[Begin]

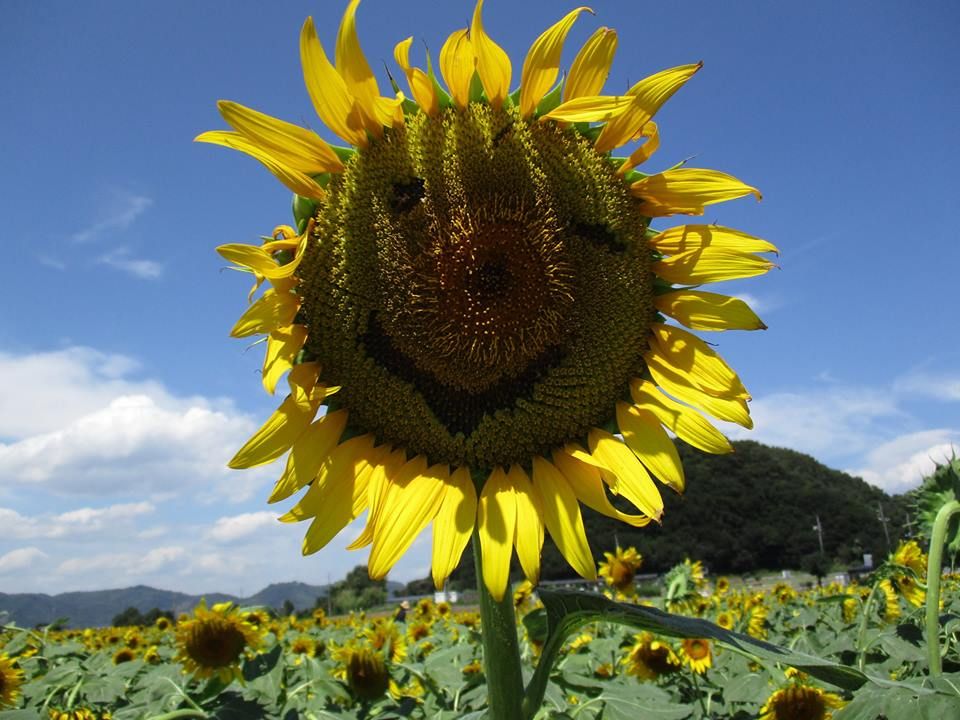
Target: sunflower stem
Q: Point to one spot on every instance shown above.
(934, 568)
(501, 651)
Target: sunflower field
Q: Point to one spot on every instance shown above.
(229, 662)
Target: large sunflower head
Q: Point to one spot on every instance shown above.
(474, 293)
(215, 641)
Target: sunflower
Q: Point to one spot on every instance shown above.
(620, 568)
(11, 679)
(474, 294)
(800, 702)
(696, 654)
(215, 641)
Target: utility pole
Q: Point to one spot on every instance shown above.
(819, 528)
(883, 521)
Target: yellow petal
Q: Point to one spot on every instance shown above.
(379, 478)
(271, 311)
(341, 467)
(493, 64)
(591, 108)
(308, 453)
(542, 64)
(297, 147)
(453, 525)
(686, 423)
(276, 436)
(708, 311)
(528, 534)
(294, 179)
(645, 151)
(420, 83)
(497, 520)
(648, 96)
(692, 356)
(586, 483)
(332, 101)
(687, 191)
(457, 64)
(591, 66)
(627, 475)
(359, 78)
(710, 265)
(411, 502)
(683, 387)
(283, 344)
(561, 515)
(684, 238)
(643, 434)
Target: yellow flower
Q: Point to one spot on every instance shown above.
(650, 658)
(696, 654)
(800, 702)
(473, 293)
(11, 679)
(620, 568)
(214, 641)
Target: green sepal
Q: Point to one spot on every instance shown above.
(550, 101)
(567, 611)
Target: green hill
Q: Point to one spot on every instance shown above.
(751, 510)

[End]
[Begin]

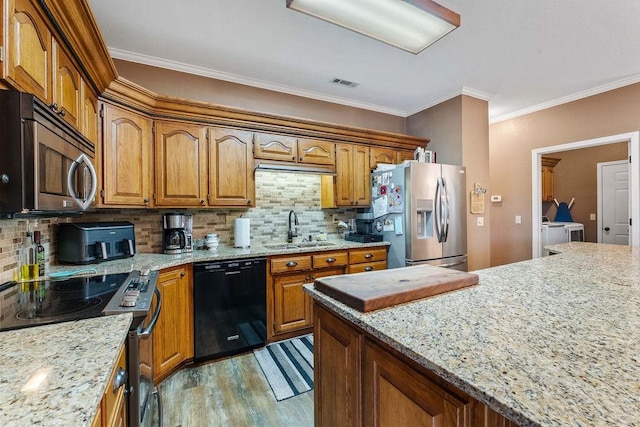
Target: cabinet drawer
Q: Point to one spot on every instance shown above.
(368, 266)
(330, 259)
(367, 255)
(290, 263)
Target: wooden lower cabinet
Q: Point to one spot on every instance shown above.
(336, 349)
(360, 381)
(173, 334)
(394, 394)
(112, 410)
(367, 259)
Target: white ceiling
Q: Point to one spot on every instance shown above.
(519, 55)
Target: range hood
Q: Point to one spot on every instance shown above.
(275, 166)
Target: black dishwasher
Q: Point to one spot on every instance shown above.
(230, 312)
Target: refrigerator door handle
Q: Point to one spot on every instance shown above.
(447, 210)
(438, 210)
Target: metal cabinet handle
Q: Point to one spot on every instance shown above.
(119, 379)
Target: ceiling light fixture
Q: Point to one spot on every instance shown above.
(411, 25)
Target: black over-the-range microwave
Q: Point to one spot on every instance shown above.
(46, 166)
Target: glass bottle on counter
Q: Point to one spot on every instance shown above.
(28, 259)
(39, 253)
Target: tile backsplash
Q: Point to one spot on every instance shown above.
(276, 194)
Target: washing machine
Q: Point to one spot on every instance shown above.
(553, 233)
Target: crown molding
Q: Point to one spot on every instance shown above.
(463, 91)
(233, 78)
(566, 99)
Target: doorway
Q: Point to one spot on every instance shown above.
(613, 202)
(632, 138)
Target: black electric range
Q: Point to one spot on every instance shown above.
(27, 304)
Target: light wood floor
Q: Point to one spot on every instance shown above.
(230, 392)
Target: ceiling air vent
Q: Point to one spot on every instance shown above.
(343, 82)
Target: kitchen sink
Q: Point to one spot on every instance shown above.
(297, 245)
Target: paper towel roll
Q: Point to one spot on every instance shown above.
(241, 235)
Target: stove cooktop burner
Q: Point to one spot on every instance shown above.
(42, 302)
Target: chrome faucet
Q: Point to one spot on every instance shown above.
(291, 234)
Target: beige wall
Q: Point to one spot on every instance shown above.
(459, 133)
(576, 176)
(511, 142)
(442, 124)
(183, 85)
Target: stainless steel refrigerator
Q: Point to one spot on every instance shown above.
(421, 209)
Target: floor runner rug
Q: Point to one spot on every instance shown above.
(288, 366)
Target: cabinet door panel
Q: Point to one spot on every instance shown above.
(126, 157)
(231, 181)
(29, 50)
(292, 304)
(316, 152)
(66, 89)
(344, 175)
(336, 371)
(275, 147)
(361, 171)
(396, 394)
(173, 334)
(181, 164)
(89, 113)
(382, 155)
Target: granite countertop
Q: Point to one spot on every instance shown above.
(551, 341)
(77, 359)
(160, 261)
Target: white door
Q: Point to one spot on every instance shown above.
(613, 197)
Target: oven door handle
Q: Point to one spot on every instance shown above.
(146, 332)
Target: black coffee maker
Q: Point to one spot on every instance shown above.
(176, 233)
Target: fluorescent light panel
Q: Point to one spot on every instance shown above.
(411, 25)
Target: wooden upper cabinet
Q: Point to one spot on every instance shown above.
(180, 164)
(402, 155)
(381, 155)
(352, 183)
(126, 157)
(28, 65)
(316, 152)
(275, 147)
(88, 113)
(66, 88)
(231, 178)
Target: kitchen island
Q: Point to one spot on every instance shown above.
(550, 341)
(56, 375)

[End]

**THE TASK:** Gather every row above that contains the string "sunflower", matching its case exactly, and copy each one as it appears.

**SOLUTION FOR THIS TASK:**
Target: sunflower stem
Target: sunflower field
Target: large sunflower head
Target: sunflower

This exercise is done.